··· Selected excerpt ···

Methods 500 further may include producing the tracer-marked liquid band from the hydrocarbon well at 540. When included, the producing at 540 includes flowing the tracer-marked liquid band within the production conduit. The producing at 540 may include flowing the tracer-marked liquid band from the subterranean region towards, or to, the surface region of the hydrocarbon well. The producing at 540 also may include flowing the tracer-marked liquid band to and/or past the radiation detector. The producing at 540 further may include flowing the tracer-marked liquid band with, and/or as a portion of, the produced fluid stream. Thus, the providing at 540 may include flowing the tracer-marked liquid band at a similar, at least substantially similar, or the same linear flow rate as the produced fluid stream. Stated another way, the producing at 540 may be performed along with and/or as a portion of the producing at 510. For examples in which the hydrocarbon well includes a plurality of open gas lift valves, a plurality of uncontrolled injection points, and/or one or more uncontrolled injection points and one or more open gas lift valves, the producing at 540 may include producing each of the plurality of the tracer-marked liquid bands from the hydrocarbon well at 540. The producing at 540 may be performed with any suitable sequence or timing within methods 500 such as subsequent to the flowing at 535 and/or prior to the detecting at 545.

···

▶ **Directions**:
1. In the passage on tracer-marked liquid bands, condense the paragraph beginning "Methods 500 further may include" into a short bulleted list that keeps its main facts.
2. Translate this sentence from the passage on tracer-marked liquid bands into Spanish: "When included, the producing at 540 includes flowing the tracer-marked liquid band within the production conduit."
3. Pick up the passage on tracer-marked liquid bands after its final sentence and write the next paragraph.

··· Provided data ···

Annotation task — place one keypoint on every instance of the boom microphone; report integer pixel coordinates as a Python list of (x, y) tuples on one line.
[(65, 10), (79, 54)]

···

▶ **Results in order**:
1.
- Methods 500 may include producing the tracer-marked liquid band from the hydrocarbon well at 540.
- This producing involves flowing the band within the production conduit, from the subterranean region toward or to the surface region, and to and/or past the radiation detector.
- The band may flow with, or as part of, the produced fluid stream, so the producing at 540 may be performed along with or as part of the producing at 510.
- If the well has multiple open gas lift valves and/or uncontrolled injection points, each of the resulting tracer-marked liquid bands may be produced.
- The producing at 540 may occur at any suitable point in methods 500, such as after the flowing at 535 and/or before the detecting at 545.

2. Cuando se incluye, la producción en 540 incluye hacer fluir la banda de líquido marcada con trazador dentro del conducto de producción.

3.
Methods 500 include detecting radiation from the tracer-marked liquid band of the produced fluid stream at 545. The detecting radiation at 545 may be performed in any suitable manner. As examples, the detecting at 545 may be performed with the radiation detector, such as in a similar, or at least substantially similar, manner to that discussed herein for the gathering at 515.

The detecting at 545 may include detecting radiation from the radioactive tracer within the tracer-marked liquid band. The detecting at 545 also may include detecting the radioactive tracer within the tracer-marked liquid band, such as based upon the radiation detected therefrom. The detecting at 545 may include detecting any suitable type of radiation emitted by the radioactive tracer and/or detecting ions produced by radiation from the radioactive tracer. As examples, the detecting at 545 may include detecting at least one of gamma radiation emitted by the radioactive tracer, beta radiation emitted by the radioactive tracer, and X-ray radiation emitted by the radioactive tracer. The detecting at 545 also may include scanning for radiation over a spectrum of radiation energies. Examples of the spectrum of radiation energies are disclosed herein with reference to radiation detector 84 in FIG. 1. Additionally or alternatively, the detecting at 545 may include detecting an electrical current within the tracer-marked liquid band generated by ionizing radiation emitted by the radioactive tracer.

In some examples, the detecting 545 may include detecting the radioactive tracer from exterior to the production conduit and/or through the wall of the tubular. In such examples, the detecting at 545 may include detecting radiation from the tracer-marked liquid band that penetrates the tubular, the wall of the tubular, and/or the wall that surrounds the production conduit. Examples of radiation that may penetrate the tubular are disclosed herein with reference to radioactive tracer 86 and FIG. 1.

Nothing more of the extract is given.